▸ **Exercises**
- A) Please transcribe the Office of Fair Trading evidence on letting agents in full, keeping every word and line as it appears.
- B) Show each line of the entries that contains the string "hand". Case counts.

▸ **Excerpt**
Communities and Local Government CommitteeSupplementary written evidence submitted by the Office of Fair Trading

Likely Impact of this Amendment

1. We welcome the proposals to increase access to redress in this sector, following the recommendation in our recently published report on the lettings market.1 The introduction of a mandatory redress scheme has the potential to increase confidence for both landlords and tenants when dealing with letting agents and property managers and raise standards across the lettings market as a whole.

2. The Act creates a power for the Secretary of State to require letting agents and property managers to join a redress scheme. The actual impact of this reform will therefore depend on how the Statutory Instrument is drafted. We consider there is therefore great potential in the Act, and we include in our comments below some observations which will be relevant also to the content of the SI.

Extent to Which the Amendment Addresses the Issues Raised in our Evidence

3. Our Intelligence Review of almost 4000 Consumer Direct (2011) complaints identified five overarching problematic areas shown in the table below.

Fees and charges



Agents providing poor service



Security Deposits



Delayed, substandard repairs



Unfair business practices



4. We believe that an effective redress scheme should be able to deal with the majority of complaints identified in our report, where the issue involves an allegation of misconduct by a letting agent. For example we think it should deal with issues such as:

Disputes between the tenant and agent about pre-tenancy holding deposits, agents charging tenants fees they didn’t expect to pay, disputes about notice periods, agents not passing on rent to the landlord, delayed and substandard repairs experienced by the tenant where the agent is responsible

Disputes between the landlord and the agent around fees and charges and the agent failing to undertake repairs for the landlord as per the contract

5. However, in some circumstances, such as complaints relating to security deposits, agents providing poor service and substandard repairs, it is not always clear whether it is the landlord or the agent who has failed to act and may therefore be responsible for any misconduct.

▸ **Task inputs**

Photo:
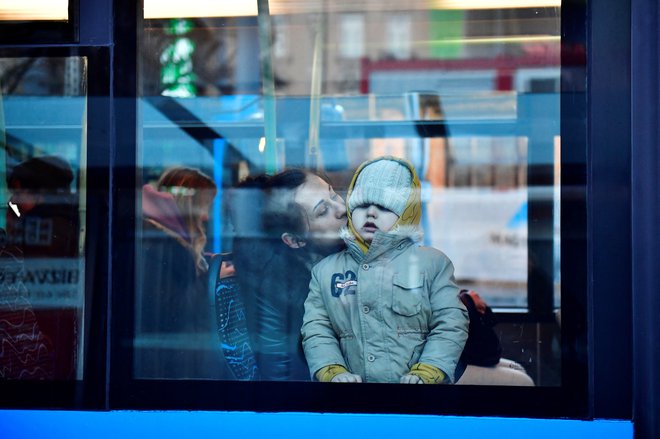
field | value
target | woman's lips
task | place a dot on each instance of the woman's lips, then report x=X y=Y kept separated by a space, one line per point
x=369 y=227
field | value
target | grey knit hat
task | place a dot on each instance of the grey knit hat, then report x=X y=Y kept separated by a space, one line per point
x=386 y=183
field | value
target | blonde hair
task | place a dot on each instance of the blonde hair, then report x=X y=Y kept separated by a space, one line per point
x=192 y=191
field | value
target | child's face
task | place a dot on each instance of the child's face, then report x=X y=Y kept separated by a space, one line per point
x=369 y=219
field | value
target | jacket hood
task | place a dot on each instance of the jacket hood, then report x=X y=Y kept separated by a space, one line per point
x=412 y=213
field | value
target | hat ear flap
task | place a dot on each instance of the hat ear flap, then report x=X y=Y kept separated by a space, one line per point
x=293 y=241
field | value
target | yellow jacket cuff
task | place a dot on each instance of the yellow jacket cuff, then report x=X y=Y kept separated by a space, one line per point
x=327 y=373
x=428 y=374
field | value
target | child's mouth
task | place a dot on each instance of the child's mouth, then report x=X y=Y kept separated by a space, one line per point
x=369 y=227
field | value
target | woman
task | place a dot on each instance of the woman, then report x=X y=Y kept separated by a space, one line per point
x=174 y=322
x=284 y=224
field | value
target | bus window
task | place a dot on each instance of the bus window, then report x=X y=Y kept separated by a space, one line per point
x=42 y=217
x=469 y=96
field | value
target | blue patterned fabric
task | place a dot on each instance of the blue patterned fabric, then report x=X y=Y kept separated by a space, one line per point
x=232 y=328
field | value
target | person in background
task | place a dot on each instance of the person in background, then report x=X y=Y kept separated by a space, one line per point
x=43 y=219
x=385 y=309
x=43 y=223
x=173 y=315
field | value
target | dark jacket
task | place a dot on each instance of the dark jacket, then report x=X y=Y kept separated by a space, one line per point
x=274 y=281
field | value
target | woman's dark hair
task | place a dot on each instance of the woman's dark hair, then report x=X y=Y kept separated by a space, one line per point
x=279 y=212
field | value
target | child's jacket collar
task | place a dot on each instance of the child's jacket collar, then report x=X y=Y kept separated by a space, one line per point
x=400 y=238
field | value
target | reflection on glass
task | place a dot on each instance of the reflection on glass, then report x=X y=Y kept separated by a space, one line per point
x=469 y=96
x=42 y=295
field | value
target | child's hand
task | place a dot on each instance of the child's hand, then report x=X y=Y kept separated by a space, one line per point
x=411 y=379
x=347 y=377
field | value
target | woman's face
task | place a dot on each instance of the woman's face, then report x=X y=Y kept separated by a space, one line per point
x=326 y=211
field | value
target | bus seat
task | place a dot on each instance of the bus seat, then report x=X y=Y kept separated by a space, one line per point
x=228 y=312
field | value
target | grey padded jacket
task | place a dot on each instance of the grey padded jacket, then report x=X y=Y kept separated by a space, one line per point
x=379 y=313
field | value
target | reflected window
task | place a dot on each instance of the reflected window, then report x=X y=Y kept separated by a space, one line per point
x=42 y=217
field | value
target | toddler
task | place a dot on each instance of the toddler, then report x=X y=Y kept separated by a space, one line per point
x=385 y=309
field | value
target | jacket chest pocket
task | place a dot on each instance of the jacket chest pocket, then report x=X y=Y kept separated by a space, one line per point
x=407 y=293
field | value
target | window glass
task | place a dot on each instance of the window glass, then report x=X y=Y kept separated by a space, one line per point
x=42 y=217
x=35 y=10
x=470 y=97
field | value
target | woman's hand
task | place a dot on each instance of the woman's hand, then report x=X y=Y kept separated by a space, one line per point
x=411 y=379
x=347 y=377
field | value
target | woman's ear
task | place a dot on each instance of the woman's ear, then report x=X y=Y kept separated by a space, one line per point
x=293 y=241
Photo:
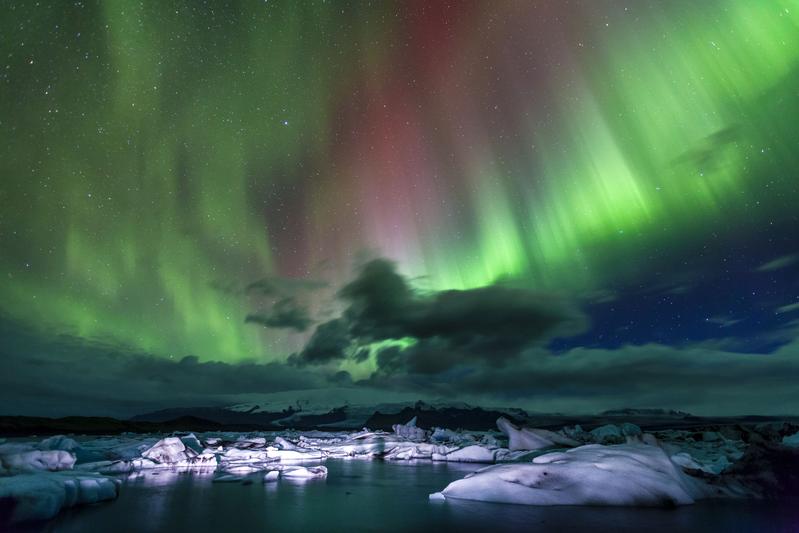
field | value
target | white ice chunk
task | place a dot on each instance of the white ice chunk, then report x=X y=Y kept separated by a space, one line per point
x=302 y=472
x=15 y=461
x=627 y=474
x=531 y=439
x=42 y=495
x=470 y=454
x=410 y=431
x=59 y=442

▸ **Solutions to the tasks**
- A)
Communities and Local Government CommitteeSupplementary written evidence submitted by the Office of Fair Trading

Likely Impact of this Amendment

1. We welcome the proposals to increase access to redress in this sector, following the recommendation in our recently published report on the lettings market.1 The introduction of a mandatory redress scheme has the potential to increase confidence for both landlords and tenants when dealing with letting agents and property managers and raise standards across the lettings market as a whole.

2. The Act creates a power for the Secretary of State to require letting agents and property managers to join a redress scheme. The actual impact of this reform will therefore depend on how the Statutory Instrument is drafted. We consider there is therefore great potential in the Act, and we include in our comments below some observations which will be relevant also to the content of the SI.

Extent to Which the Amendment Addresses the Issues Raised in our Evidence

3. Our Intelligence Review of almost 4000 Consumer Direct (2011) complaints identified five overarching problematic areas shown in the table below.

Fees and charges



Agents providing poor service



Security Deposits



Delayed, substandard repairs



Unfair business practices



4. We believe that an effective redress scheme should be able to deal with the majority of complaints identified in our report, where the issue involves an allegation of misconduct by a letting agent. For example we think it should deal with issues such as:

Disputes between the tenant and agent about pre-tenancy holding deposits, agents charging tenants fees they didn’t expect to pay, disputes about notice periods, agents not passing on rent to the landlord, delayed and substandard repairs experienced by the tenant where the agent is responsible

Disputes between the landlord and the agent around fees and charges and the agent failing to undertake repairs for the landlord as per the contract

5. However, in some circumstances, such as complaints relating to security deposits, agents providing poor service and substandard repairs, it is not always clear whether it is the landlord or the agent who has failed to act and may therefore be responsible for any misconduct.

- B)
target | child's hand
task | place a dot on each instance of the child's hand, then report x=X y=Y kept separated by a space, one line per point
target | woman's hand
task | place a dot on each instance of the woman's hand, then report x=X y=Y kept separated by a space, one line per point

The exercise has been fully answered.